__PROVIDED PASSAGE__
=== Section Start ===
Moreton is a village and civil parish in Dorset, England, situated on the River Frome about 8 mi east of Dorchester. In the 2011 census the civil parish had 158 households and a population of 373. It has a number of long distance footpaths and cycle ways passing through it: the Purbeck cycle way, Route 2 (Sustrans), the Frome valley trail, the Jubilee trail, and the Hardy Way. The railway station is a little way out of the village, towards Crossways.

The Moreton Estate hosts a number of horse riding events throughout the year, including some of national stature. A number of cycle racing events are also held, based in the village hall.

The Frampton family have been Lords of the Manor of Moreton since at least the 14th Century. The most famous member of the family was James Frampton (1769-1855) who was responsible for the prosecution of the Tolpuddle Martyrs. His sister Mary Frampton was a noted diarist.
=== Section End ===
__AVAILABLE DATA__
=== Section Start ===
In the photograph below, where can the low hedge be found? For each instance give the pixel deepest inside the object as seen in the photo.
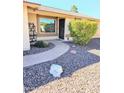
(82, 31)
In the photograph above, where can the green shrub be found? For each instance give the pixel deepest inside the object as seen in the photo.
(82, 31)
(41, 44)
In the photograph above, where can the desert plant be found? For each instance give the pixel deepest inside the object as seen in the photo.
(82, 31)
(41, 44)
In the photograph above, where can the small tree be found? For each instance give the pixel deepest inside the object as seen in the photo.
(74, 9)
(82, 31)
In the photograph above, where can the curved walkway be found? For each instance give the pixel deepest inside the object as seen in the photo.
(59, 49)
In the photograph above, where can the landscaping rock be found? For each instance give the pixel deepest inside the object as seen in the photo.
(56, 70)
(73, 51)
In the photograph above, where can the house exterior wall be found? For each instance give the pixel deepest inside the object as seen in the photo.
(26, 43)
(32, 18)
(67, 31)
=== Section End ===
__REQUIRED WORK__
#1 In the Moreton passage, which member of the Frampton family was responsible for the prosecution of the Tolpuddle Martyrs?
#2 Extend the Moreton passage by writing what would come after its final sentence.
The listing is separate material, apart from the Moreton passage.

__ANSWER SECTION__
#1 James Frampton (1769-1855).

#2
Moreton has become synonymous with the memory of T. E. Lawrence, also known as Lawrence of Arabia. He rented nearby Clouds Hill cottage from his cousins, the Framptons, while serving at Bovington Camp. Following his death in 1935 he was buried in Moreton churchyard where his grave attracts tourists from around the world.

Moreton is also known for the windows of its church, St Nicholas, which were designed and engraved by Sir Laurence Whistler over a period of about 30 years. These replaced the dull panels of coloured glass that had been installed when the original windows were blown out by a bomb in World War II.

The River Frome race in the village is also a popular tourist attraction. A pedestrian bridge spans the shallow ford and gives access to a number of short forest walks.